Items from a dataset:
>>>>
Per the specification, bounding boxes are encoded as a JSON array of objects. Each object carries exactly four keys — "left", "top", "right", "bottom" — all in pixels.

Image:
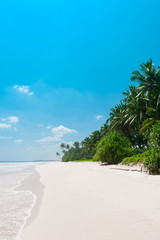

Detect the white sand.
[{"left": 21, "top": 163, "right": 160, "bottom": 240}]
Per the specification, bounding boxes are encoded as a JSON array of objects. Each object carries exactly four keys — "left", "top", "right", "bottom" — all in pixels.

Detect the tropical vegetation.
[{"left": 57, "top": 59, "right": 160, "bottom": 174}]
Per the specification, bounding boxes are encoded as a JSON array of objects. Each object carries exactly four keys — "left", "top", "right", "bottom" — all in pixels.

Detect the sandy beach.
[{"left": 20, "top": 162, "right": 160, "bottom": 240}]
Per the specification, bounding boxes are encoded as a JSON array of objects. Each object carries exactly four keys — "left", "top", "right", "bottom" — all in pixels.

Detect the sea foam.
[{"left": 0, "top": 163, "right": 36, "bottom": 240}]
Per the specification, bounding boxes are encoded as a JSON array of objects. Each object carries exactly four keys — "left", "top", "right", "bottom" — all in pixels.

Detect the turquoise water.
[{"left": 0, "top": 161, "right": 37, "bottom": 240}]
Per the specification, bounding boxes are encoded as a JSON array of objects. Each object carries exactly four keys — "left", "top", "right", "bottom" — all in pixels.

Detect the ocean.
[{"left": 0, "top": 162, "right": 38, "bottom": 240}]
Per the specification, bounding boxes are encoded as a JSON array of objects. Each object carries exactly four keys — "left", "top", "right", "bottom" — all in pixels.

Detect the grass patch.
[
  {"left": 122, "top": 151, "right": 148, "bottom": 165},
  {"left": 72, "top": 159, "right": 95, "bottom": 162}
]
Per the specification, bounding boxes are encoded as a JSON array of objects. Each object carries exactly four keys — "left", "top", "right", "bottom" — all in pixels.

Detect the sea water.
[{"left": 0, "top": 163, "right": 36, "bottom": 240}]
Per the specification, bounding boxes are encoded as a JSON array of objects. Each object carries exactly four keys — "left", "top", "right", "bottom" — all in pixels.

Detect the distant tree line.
[{"left": 57, "top": 59, "right": 160, "bottom": 173}]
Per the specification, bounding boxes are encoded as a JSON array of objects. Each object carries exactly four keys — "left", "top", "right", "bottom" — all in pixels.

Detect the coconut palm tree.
[{"left": 131, "top": 59, "right": 160, "bottom": 98}]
<<<<
WHAT THIS TASK INVOLVES -> Pick out each line in the data above that contains the word "Detect", and reproduce those lines.

FULL ANSWER ->
Detect the white sand.
Detect the tropical vegetation.
Detect the sandy beach.
Detect the sea foam.
Detect the turquoise water.
Detect the ocean.
Detect the grass patch.
Detect the sea water.
Detect the distant tree line.
Detect the coconut palm tree.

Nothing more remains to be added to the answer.